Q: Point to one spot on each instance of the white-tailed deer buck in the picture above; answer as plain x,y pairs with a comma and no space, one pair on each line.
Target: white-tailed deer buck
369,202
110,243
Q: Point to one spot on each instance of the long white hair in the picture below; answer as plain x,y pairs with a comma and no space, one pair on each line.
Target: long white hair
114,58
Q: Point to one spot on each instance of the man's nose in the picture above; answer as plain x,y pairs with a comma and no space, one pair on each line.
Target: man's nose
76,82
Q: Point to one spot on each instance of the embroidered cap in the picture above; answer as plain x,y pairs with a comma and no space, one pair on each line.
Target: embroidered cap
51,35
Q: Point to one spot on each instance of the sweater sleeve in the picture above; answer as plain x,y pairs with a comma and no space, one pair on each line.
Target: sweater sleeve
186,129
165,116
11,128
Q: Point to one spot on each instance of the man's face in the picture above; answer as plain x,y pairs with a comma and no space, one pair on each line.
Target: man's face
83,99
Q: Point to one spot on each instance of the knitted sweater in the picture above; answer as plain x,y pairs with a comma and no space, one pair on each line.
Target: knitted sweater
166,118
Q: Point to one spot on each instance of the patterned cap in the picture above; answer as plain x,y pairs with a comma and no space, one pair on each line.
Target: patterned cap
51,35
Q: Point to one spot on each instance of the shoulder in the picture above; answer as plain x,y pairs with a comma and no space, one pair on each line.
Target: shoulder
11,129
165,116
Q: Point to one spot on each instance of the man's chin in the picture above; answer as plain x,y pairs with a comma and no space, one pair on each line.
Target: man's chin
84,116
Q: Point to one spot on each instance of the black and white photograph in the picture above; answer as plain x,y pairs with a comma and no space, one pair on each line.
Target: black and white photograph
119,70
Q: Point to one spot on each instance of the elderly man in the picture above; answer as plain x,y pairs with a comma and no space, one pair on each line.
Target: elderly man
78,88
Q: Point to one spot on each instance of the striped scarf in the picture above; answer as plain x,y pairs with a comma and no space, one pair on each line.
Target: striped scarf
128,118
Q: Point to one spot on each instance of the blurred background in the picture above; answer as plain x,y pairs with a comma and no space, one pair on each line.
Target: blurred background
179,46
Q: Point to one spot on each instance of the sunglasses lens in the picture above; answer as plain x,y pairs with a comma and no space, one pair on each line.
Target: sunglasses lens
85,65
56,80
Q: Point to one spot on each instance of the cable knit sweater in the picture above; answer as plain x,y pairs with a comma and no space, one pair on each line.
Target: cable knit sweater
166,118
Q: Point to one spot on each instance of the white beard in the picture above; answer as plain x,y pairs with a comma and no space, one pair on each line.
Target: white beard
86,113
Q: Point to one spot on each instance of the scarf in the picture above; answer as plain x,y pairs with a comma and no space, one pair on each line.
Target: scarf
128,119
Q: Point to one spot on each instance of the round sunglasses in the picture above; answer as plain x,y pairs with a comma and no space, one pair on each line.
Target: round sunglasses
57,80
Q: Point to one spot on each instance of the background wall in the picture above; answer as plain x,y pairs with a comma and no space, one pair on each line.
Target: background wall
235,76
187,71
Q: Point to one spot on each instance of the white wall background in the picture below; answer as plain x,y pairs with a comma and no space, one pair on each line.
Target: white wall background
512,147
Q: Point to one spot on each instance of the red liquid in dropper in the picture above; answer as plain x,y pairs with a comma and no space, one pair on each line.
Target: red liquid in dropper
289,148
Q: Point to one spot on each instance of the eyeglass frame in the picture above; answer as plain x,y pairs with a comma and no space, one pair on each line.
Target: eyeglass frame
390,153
○ ○ ○ ○ ○
WORK REQUIRED: Please copy all of the items above word for word, keeping every line in its original order.

OUTPUT FOR THIS EXERCISE:
Q: Point to one spot on each instance of the white-tailed deer buck in the picture above; answer as plain x,y pairs with a comma and no space, one pair on each line.
Target: white-tailed deer buck
369,202
110,243
Q: Point to one spot on each instance of the long white hair in the picture below; answer as plain x,y pairs with a comma and no space, one pair on each line.
Target: long white hair
114,58
Q: Point to one spot on each instance of the man's nose in the picture above; answer as plain x,y pairs with a comma and no space, one pair on each line.
Target: man's nose
76,82
Q: Point to one spot on each instance of the embroidered cap in the picture above; answer as plain x,y pairs with a comma and no space, one pair on each line.
Target: embroidered cap
51,35
Q: Point to one spot on each instance of the sweater sleeve in the picture above; answer as plain x,y pairs with a comma and no space, one pair on each line.
Target: sweater sleeve
186,129
165,116
11,128
Q: Point to one spot on each instance of the man's face in the picture above; answer as plain x,y pairs with a comma and no space, one pair on each line.
Target: man's face
83,99
Q: Point to one spot on each instance of the knitted sweater in the picture above; answer as plain x,y pairs with a comma and no space, one pair on each line.
Target: knitted sweater
166,118
Q: Point to one spot on each instance of the patterned cap in the picture above; answer as plain x,y pairs with a comma and no space, one pair on each line.
Target: patterned cap
51,35
Q: Point to one spot on each instance of the shoulder in the picture above; answer as plain x,y pairs with a comma and no space, one pair on each line.
Target: shoulder
11,129
165,116
Q: Point to one spot on each instance of the man's chin in the picture above; answer as plain x,y pairs with a comma and no space, one pair on each line.
Target: man's chin
84,116
Q: Point to one spot on each instance of the black and white photograph in the picture above; answer as plain x,y pairs with a comma and no space, one pair on each line.
Target: black and white photograph
119,70
Q: Point to one spot on each instance of the elderly man in the picture above; answer as plain x,y pairs with a comma and no space, one pair on each line.
Target: elderly man
78,88
Q: Point to one spot on each instance of the striped scarf in the picture above; answer as plain x,y pairs with a comma and no space, one pair on each line.
Target: striped scarf
128,118
Q: Point to one spot on each instance of the blurred background in the picture above; answer as plain x,y pairs with a comma and no space, one pair on each line.
Target: blurred background
179,46
Q: Point to one spot on each instance of the sunglasses lens in the picture above; answer as plain x,y pairs with a comma and no space, one pair on each line.
Target: sunglasses lens
85,65
56,80
Q: Point to one spot on each instance of the cable knit sweater in the picture above; answer as plain x,y pairs with a comma and no space, one pair on each line.
Target: cable knit sweater
166,118
Q: Point to one spot on each instance of the white beard in the picture above; answer as plain x,y pairs with a comma and no space, one pair on each line.
Target: white beard
86,113
Q: Point to one spot on each instance of the scarf in the picture above; answer as plain x,y pairs with a comma and no space, one pair on each line.
Target: scarf
128,119
Q: Point to one spot on each instance of the round sunglasses in the picture above; answer as plain x,y pairs with a comma and no space, one pair on each line.
Target: round sunglasses
57,80
Q: Point to one spot on each instance of the background wall in the picture above; answer as plain x,y pairs with a comma and no space, one pair on each line.
Target: background wall
235,76
187,71
Q: Point to one spot on each instance of the white wall background in the picture below; answer as plain x,y pairs with a comma and no space, one pair on each line.
Target: white wall background
512,147
Q: Point to one spot on each instance of the red liquid in dropper in the picture above; answer as plain x,y pairs with a comma and no space, one pair on each line.
Target: red liquid in dropper
289,148
Q: Point to one spot on each instance of the eyeglass frame in the picture above; answer as plain x,y pairs with a comma and no space, one pair on each line.
Target: eyeglass frame
390,153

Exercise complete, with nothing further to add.